Tasks to complete:
1. Reproduce word for word the part of the DNS proposals text starting with "There's been some" and going on through "in coming weeks.".
2. Name every distinct DNS record type that appears in the DNS proposals text.

Text block:
[Start]

There's been some conversation on how to handle DNS, in these issues and others:

Finally looking back at this-- sorry for the delay everyone -- @sivachandran @lgierth @Gaboose and more. I am going to collect the options here and make a decision in coming weeks.

Proposals so far

So far, the proposals are:

Proposal 1: /dns/<domain>/<proto>

# format
/dns/<domain>/<proto> 

# example
/dns/example.com/ip4  --resolves-to-->  /ip4/1.2.3.4

Proposal 2: /dns/<domain>/<record-type>

# format
/dns/<domain>/<record-type> 

# possibilities / examples 
/dns/example.com/A     --resolves-to-->  /ip4/1.2.3.4
/dns/example.com/AAAA  --resolves-to-->  /ip6/1::1
/dns/example.com/CNAME --resolves-to-->  /dns/another.com/*
/dns/example.com/MX    --resolves-to-->  /dns/mail.another.com/* 
/dns/example.com/A     --resolves-to-->  /dns/another.com/A  (through a CNAME)

[End]

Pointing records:

[Start]

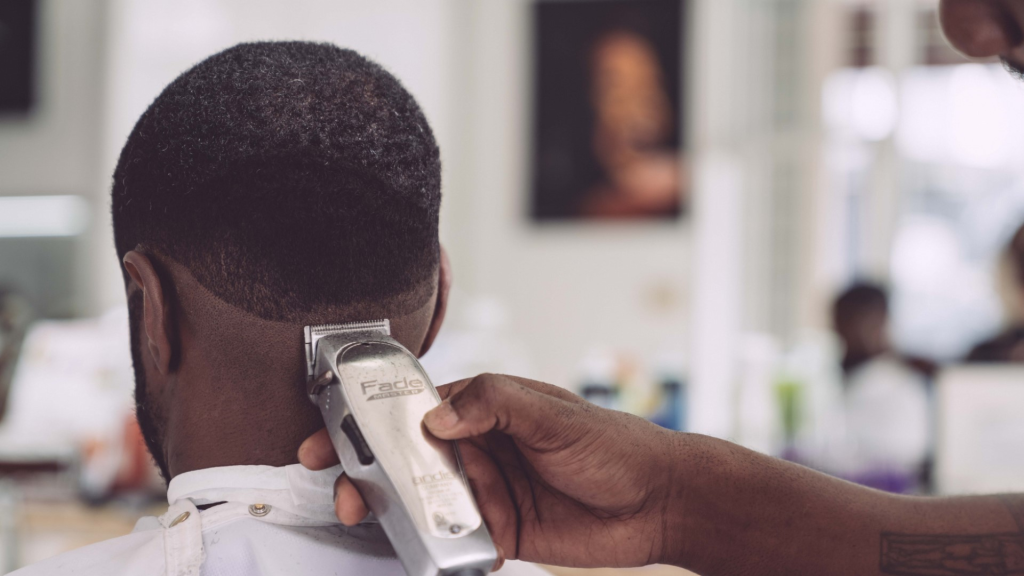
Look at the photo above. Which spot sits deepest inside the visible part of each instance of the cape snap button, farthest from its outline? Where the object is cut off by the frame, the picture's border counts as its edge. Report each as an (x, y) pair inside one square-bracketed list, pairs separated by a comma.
[(181, 518), (259, 509)]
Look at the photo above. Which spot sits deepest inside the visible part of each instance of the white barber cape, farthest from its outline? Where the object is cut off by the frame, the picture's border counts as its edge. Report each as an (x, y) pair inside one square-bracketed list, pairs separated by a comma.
[(272, 522)]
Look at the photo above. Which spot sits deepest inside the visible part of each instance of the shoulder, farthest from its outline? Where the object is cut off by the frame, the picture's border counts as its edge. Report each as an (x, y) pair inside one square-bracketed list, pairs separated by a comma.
[(138, 553)]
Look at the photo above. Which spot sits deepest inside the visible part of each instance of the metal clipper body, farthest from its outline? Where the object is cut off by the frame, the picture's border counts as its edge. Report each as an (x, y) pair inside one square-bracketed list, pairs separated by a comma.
[(373, 395)]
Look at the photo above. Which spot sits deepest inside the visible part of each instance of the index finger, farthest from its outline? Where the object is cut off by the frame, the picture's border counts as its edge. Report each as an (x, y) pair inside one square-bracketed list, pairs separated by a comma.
[(549, 389)]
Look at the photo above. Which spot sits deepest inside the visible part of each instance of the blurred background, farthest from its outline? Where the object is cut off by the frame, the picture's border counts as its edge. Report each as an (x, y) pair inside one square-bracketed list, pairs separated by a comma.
[(791, 223)]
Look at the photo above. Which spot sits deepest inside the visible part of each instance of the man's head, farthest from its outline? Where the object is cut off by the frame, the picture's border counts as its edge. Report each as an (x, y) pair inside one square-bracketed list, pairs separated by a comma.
[(270, 187), (860, 316)]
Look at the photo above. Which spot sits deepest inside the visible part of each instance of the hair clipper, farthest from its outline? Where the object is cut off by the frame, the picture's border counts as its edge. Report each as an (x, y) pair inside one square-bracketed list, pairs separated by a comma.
[(373, 395)]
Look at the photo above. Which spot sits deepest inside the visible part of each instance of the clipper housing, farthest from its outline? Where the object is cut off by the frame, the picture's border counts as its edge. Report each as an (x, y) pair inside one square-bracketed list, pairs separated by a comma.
[(373, 395)]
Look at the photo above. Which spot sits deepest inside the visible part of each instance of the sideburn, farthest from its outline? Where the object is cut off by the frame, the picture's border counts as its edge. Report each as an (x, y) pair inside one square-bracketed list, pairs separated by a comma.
[(148, 416)]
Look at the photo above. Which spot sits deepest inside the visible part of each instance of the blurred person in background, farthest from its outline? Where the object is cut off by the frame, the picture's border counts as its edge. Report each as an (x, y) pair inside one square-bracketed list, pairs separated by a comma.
[(1009, 344), (271, 187), (568, 483), (887, 400)]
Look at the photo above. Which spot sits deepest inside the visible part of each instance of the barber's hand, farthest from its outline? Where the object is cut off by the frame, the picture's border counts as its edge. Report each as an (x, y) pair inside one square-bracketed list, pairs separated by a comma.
[(557, 479)]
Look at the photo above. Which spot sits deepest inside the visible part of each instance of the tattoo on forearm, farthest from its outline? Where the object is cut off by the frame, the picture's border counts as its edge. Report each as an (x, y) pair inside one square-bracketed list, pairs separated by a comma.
[(950, 554)]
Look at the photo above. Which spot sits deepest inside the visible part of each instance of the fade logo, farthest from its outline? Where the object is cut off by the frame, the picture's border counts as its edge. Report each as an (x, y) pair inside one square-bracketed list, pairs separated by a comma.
[(381, 391), (439, 476)]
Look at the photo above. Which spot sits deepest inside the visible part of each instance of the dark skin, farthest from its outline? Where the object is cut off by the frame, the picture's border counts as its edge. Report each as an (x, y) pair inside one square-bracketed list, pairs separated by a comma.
[(563, 482), (229, 387), (985, 28)]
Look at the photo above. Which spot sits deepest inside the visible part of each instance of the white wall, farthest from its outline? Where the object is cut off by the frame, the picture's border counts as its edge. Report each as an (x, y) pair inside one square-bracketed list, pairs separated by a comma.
[(569, 287)]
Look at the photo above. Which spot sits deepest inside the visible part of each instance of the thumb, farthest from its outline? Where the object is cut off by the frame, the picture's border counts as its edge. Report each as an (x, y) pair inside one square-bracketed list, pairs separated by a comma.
[(491, 402)]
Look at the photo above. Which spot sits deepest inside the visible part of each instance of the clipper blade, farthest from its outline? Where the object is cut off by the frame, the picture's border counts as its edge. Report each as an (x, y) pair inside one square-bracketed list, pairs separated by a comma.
[(314, 333)]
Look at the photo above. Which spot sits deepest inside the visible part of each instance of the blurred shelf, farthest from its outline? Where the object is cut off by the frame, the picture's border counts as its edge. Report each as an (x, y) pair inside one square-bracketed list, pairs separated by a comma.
[(645, 571)]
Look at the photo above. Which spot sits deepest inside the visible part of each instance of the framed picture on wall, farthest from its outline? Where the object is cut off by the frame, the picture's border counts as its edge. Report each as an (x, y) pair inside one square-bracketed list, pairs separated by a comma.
[(608, 111)]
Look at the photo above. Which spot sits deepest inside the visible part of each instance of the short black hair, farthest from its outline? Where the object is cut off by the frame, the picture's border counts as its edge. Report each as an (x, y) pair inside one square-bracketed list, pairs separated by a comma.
[(288, 177), (857, 300)]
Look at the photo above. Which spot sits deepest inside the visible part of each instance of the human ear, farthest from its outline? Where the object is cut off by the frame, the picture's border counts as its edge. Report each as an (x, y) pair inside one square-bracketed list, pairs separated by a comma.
[(156, 317), (440, 304)]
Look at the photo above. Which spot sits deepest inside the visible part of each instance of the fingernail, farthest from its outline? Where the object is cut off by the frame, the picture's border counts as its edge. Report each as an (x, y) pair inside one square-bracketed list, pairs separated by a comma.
[(442, 417)]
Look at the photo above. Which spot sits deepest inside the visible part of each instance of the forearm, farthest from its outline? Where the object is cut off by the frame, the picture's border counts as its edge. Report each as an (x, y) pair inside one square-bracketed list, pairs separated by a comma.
[(737, 512)]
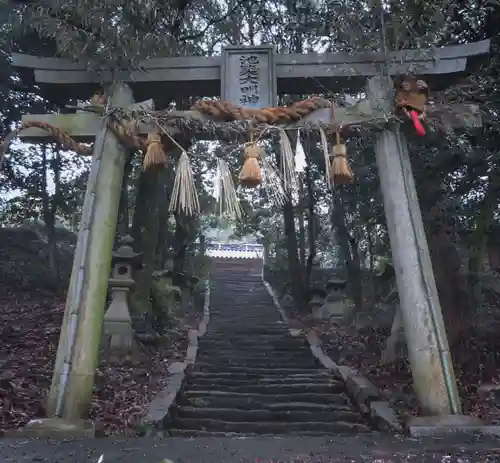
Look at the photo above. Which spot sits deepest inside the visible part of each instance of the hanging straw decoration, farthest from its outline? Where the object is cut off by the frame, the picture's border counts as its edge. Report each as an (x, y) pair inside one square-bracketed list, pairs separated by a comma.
[(272, 183), (326, 155), (155, 154), (288, 174), (340, 172), (250, 175), (228, 201), (184, 195), (300, 156)]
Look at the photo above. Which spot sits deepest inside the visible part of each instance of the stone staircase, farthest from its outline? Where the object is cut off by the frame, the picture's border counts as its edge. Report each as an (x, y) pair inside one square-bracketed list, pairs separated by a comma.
[(252, 378)]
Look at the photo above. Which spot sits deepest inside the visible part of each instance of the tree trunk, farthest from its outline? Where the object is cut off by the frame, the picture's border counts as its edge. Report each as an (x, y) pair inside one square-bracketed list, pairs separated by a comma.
[(480, 242), (349, 248), (451, 282), (294, 267), (122, 227), (312, 227)]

[End]

Responses to the tasks:
1.
There's been some conversation on how to handle DNS, in these issues and others:

Finally looking back at this-- sorry for the delay everyone -- @sivachandran @lgierth @Gaboose and more. I am going to collect the options here and make a decision in coming weeks.

2.
A
AAAA
CNAME
MX